## Action item
What is the count of lines below that include "pitch"? Reply with nothing else.

## Provided entries
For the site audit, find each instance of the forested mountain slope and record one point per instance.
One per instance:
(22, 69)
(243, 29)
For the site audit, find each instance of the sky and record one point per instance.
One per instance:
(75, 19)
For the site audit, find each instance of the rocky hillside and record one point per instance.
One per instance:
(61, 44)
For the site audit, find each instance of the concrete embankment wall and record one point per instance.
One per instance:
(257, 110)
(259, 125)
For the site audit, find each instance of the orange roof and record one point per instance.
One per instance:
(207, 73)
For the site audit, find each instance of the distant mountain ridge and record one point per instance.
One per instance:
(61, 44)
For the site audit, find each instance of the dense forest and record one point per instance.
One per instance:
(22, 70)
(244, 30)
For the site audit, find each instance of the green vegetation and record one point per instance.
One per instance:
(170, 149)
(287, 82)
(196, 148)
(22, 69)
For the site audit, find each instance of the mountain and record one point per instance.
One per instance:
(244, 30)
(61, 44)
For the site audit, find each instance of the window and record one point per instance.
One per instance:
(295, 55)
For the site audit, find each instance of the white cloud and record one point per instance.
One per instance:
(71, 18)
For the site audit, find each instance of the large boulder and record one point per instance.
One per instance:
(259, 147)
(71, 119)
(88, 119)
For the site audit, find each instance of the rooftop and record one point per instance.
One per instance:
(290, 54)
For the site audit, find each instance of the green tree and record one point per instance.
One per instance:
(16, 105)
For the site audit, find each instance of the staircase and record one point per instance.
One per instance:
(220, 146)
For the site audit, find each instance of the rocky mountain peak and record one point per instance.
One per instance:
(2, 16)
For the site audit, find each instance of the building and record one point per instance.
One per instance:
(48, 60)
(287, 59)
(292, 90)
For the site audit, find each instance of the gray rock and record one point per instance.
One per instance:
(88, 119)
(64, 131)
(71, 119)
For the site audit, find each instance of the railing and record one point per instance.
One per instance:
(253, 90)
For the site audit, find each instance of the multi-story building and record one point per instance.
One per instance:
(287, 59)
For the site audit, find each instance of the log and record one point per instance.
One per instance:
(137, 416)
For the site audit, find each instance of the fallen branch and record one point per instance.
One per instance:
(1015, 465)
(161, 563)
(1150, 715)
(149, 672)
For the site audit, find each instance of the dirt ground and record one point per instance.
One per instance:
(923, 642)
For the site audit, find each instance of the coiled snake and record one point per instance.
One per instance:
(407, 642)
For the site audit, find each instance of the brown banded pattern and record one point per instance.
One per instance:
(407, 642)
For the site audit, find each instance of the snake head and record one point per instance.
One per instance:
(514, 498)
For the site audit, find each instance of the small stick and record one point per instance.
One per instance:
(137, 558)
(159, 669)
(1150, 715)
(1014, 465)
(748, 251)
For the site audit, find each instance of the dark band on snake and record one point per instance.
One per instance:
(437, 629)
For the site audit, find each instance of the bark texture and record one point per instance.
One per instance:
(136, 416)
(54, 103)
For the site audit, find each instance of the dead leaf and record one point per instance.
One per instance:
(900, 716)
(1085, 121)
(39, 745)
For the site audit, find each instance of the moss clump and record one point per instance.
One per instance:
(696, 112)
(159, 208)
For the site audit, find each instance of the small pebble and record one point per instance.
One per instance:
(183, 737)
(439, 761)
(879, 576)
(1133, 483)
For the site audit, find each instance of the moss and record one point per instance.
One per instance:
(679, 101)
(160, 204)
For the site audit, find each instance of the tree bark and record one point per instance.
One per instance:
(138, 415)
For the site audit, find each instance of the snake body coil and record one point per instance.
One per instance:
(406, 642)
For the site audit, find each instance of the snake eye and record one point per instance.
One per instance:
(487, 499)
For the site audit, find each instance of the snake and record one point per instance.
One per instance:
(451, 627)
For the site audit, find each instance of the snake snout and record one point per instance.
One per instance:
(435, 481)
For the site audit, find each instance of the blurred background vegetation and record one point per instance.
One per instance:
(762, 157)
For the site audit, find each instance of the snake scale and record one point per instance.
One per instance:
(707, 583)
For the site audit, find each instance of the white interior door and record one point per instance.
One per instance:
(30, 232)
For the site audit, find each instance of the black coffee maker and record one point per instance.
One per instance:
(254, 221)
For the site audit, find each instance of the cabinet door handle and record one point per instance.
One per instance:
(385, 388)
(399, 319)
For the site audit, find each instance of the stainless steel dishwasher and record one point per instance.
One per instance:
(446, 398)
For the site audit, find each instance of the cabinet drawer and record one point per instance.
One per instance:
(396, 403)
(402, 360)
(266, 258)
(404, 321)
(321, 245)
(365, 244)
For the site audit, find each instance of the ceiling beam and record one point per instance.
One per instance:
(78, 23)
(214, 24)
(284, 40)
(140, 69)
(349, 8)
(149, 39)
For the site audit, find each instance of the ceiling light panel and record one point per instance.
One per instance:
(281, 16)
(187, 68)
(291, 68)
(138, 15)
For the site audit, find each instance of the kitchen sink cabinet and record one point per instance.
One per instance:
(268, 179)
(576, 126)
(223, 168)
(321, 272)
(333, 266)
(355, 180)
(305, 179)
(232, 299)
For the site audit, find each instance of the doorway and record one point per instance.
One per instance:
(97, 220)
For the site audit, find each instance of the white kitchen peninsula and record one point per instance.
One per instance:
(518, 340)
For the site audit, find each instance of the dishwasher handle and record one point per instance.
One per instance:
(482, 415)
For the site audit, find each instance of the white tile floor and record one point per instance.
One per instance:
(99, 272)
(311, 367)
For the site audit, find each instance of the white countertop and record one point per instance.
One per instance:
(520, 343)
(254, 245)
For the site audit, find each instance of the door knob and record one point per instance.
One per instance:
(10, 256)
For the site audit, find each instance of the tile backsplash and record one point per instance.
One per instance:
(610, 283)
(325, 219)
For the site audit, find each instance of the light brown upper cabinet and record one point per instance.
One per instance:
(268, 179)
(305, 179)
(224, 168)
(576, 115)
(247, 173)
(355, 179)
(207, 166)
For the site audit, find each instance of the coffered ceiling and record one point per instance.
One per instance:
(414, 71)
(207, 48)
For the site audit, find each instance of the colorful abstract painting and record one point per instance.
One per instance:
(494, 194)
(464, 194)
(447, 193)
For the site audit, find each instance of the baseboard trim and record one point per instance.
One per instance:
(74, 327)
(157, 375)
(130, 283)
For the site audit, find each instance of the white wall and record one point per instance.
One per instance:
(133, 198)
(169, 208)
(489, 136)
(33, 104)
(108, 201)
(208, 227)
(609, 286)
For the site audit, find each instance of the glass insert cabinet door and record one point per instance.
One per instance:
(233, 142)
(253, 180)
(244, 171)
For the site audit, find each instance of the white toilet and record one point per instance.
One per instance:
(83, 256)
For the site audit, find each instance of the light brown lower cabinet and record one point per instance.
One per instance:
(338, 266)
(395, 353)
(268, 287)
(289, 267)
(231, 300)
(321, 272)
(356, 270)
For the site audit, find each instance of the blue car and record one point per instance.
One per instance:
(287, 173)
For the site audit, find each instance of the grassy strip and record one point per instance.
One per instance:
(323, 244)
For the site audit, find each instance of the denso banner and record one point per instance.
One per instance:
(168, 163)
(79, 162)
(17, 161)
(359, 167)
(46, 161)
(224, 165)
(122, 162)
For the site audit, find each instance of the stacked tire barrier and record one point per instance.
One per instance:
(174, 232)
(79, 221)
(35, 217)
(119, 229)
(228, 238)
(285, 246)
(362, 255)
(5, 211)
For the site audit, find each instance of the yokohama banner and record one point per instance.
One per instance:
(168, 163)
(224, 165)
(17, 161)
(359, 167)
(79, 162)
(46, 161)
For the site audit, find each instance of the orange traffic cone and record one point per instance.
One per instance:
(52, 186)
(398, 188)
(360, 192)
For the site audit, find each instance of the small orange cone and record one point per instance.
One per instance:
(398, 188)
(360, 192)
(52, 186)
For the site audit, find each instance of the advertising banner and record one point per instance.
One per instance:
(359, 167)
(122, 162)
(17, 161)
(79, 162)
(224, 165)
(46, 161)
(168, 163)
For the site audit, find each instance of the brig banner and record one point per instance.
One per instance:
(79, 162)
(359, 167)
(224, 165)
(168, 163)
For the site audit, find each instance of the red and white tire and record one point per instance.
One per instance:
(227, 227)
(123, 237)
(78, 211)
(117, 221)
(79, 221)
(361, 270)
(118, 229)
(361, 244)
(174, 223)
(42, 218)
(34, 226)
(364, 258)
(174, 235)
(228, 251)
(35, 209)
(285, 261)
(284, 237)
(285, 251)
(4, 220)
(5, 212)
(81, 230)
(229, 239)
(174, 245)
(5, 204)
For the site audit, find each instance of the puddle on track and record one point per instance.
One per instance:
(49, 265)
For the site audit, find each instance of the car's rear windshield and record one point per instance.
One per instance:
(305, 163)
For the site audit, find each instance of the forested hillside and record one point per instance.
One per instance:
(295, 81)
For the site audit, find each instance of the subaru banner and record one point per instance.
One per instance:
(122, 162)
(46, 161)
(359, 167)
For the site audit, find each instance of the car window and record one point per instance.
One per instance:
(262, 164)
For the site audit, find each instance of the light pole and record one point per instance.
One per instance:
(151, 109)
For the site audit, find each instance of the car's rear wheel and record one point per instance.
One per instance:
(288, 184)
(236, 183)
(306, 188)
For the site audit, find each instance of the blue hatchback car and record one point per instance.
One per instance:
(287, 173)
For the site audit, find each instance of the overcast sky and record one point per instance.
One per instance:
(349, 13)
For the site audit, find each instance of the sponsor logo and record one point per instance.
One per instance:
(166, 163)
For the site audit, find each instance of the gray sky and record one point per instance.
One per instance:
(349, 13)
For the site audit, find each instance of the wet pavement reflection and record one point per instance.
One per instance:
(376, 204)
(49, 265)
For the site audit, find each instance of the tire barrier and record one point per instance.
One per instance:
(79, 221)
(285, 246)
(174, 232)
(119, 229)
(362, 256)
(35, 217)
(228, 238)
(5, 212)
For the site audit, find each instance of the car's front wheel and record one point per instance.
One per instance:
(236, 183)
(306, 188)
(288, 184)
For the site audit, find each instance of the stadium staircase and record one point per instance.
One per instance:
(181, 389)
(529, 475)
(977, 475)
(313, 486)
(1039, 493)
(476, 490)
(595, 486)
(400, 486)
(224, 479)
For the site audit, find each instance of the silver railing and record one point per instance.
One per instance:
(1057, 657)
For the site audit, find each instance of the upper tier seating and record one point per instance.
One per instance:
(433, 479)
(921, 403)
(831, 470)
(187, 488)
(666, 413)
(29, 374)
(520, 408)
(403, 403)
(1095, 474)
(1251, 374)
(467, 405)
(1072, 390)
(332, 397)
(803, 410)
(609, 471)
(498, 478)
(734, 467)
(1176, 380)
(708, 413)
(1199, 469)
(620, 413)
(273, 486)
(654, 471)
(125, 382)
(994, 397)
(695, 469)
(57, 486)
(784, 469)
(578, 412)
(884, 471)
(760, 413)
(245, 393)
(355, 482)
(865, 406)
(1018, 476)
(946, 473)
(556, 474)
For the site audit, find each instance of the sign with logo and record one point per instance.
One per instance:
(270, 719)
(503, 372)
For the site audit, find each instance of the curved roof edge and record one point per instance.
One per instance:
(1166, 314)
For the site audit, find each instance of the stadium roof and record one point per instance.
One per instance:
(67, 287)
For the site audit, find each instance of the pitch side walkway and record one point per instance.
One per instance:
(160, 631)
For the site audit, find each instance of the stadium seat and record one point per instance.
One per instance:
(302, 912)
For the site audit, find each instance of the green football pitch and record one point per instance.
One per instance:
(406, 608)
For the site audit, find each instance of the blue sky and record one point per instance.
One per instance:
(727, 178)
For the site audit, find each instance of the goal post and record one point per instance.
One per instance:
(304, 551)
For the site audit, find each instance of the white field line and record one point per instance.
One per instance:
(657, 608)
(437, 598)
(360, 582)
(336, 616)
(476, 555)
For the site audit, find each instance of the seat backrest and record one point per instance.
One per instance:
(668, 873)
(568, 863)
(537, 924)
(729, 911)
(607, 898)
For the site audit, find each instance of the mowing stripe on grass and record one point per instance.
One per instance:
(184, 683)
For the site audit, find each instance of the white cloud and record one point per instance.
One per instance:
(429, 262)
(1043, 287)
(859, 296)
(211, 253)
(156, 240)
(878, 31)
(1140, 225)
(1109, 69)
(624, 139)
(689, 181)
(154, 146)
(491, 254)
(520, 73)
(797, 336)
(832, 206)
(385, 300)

## Response to this task
2